Exercise inputs –
-*-*-
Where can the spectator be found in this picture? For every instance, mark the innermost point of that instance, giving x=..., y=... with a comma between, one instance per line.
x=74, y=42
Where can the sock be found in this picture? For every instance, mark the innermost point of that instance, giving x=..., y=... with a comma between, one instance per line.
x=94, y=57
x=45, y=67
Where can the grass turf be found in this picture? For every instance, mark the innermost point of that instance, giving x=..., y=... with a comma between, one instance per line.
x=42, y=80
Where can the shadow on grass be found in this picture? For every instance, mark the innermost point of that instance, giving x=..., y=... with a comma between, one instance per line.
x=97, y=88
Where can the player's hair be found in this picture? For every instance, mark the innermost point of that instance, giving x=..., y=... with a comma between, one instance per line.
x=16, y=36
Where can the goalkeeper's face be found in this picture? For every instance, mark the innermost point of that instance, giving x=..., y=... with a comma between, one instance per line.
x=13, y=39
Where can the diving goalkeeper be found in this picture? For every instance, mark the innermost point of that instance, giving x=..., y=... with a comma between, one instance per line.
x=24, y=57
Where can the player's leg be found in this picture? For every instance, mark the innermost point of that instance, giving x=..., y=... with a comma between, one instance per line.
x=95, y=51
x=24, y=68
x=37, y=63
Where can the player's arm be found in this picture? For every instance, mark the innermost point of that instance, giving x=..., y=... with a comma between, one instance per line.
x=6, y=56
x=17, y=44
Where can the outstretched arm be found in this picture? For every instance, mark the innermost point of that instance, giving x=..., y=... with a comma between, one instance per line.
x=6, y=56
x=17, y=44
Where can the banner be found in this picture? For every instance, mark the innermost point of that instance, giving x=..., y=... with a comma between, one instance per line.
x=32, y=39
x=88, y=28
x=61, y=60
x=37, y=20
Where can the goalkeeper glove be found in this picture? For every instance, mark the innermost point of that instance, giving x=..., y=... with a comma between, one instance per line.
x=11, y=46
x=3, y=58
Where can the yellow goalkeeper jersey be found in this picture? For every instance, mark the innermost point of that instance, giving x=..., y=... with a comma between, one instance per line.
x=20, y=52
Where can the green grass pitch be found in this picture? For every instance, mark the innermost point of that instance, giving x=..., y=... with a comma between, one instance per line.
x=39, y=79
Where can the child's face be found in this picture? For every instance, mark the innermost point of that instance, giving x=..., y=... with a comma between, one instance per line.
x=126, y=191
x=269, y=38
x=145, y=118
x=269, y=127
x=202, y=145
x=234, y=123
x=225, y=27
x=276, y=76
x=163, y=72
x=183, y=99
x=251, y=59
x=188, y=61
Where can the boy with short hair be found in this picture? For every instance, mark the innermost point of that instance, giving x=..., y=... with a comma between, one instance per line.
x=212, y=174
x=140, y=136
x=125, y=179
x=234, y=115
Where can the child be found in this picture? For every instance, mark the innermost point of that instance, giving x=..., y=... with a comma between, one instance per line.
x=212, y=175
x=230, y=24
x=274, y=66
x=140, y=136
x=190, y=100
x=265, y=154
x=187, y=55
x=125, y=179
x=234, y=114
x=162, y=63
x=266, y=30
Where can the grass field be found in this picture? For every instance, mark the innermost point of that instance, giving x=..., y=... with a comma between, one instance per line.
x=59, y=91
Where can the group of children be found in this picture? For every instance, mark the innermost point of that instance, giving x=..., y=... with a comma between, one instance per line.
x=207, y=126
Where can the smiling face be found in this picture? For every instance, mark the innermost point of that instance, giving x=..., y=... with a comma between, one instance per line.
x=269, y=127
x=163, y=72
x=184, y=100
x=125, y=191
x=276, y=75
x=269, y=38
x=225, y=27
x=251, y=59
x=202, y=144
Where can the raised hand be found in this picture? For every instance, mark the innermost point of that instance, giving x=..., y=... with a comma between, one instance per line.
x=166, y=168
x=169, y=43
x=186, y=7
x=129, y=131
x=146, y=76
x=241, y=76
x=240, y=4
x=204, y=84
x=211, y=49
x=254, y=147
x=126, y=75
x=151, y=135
-*-*-
The data above, all of it, needs to be output exactly as written.

Where can the spectator be found in this picture? For every instance, mark the innermost point of that instance, giving x=..., y=... with a comma between, one instance per line.
x=74, y=42
Where can the sock be found in this picture? For every instance, mark the innermost point of that instance, giving x=..., y=... with a comma between, one instance per line.
x=94, y=57
x=45, y=67
Where can the grass turf be found in this picture? For every instance, mark the innermost point of that instance, giving x=..., y=... with a comma between, one instance per line.
x=42, y=80
Where can the shadow on grass be found in this picture? For every instance, mark the innermost point of that instance, giving x=..., y=... with a comma between, one instance per line.
x=97, y=88
Where can the player's hair be found in this picture? For every instance, mark the innermost point of that instance, giving x=..., y=... with a comma between, one instance per line.
x=16, y=36
Where can the goalkeeper's face be found in this picture? For every instance, mark the innermost point of that instance, giving x=..., y=... with a comma between, one instance per line.
x=13, y=39
Where can the diving goalkeeper be found in this picture? For every instance, mark the innermost point of that instance, giving x=..., y=... with a comma between, one instance per line.
x=24, y=57
Where can the player's leg be found in this picture? For every instance, mark the innermost point of that instance, giving x=..., y=... with a comma between, one instance per line.
x=95, y=51
x=24, y=68
x=37, y=63
Where can the player's arm be found in this picture? For every instance, mark the innermost point of that instance, giving x=..., y=... with a comma between, one instance per line.
x=6, y=56
x=17, y=44
Where can the outstretched arm be found in this picture? For every instance, mark the innermost point of that instance, giving x=..., y=... with a comma between, one instance per line.
x=6, y=56
x=17, y=44
Where can the banner be found in this picture? For every instance, mark the innermost point of that instance, giving x=..., y=... with a comma between, one instance per line.
x=32, y=39
x=88, y=28
x=61, y=60
x=37, y=20
Where can the goalkeeper glove be found in this picture? For every instance, mark the innermost point of that instance, giving x=..., y=... with a comma between, one instance per line.
x=11, y=46
x=3, y=58
Where can the yellow goalkeeper jersey be found in this picture? For every instance, mark the innermost point of that instance, giving x=..., y=... with a comma between, one instance per line.
x=20, y=52
Where can the green grass pitch be found in this picture? For every instance, mark the innermost point of that instance, giving x=..., y=... with a comma between, one instance per line.
x=39, y=79
Where can the child's face be found in this picture? For every instance, mark the innermost point of that instance, giving x=..., y=... with a comma between, one instance per line.
x=126, y=191
x=269, y=38
x=145, y=118
x=269, y=127
x=202, y=145
x=234, y=123
x=225, y=27
x=276, y=76
x=163, y=72
x=183, y=99
x=251, y=59
x=188, y=61
Where can the boy with short hair be found in this picture? For every instance, mark the innermost point of that instance, giving x=..., y=... with a comma between, one instance per line.
x=212, y=174
x=140, y=136
x=125, y=179
x=234, y=115
Where can the child be found in this picture? For every instance, mark the innermost point of that instance, giving x=..., y=... with a comma between, one instance per line.
x=212, y=175
x=230, y=24
x=274, y=66
x=140, y=136
x=190, y=100
x=265, y=154
x=187, y=55
x=125, y=179
x=234, y=114
x=162, y=63
x=266, y=30
Where can the grass field be found in this picture? For every instance, mark the innermost point of that instance, giving x=..., y=... with a comma between, one instance per line.
x=59, y=91
Where can the group of children be found in this picture? For every instance, mark the innermost point of that instance, giving x=..., y=... with a comma between, one instance per line.
x=207, y=126
Where can the smiling face be found in this picture? For every instance, mark the innermost point of that instance, giving x=..., y=... with a comma between, one instance per line.
x=269, y=127
x=163, y=72
x=184, y=100
x=125, y=191
x=276, y=75
x=269, y=38
x=225, y=27
x=251, y=59
x=202, y=144
Where can the raised hand be found in this picture? For every instance, mark the innermost point of that instance, giving x=..., y=... with a comma between, one instance per line.
x=166, y=168
x=169, y=43
x=186, y=7
x=129, y=131
x=146, y=76
x=241, y=76
x=240, y=4
x=204, y=84
x=211, y=49
x=254, y=147
x=126, y=75
x=151, y=135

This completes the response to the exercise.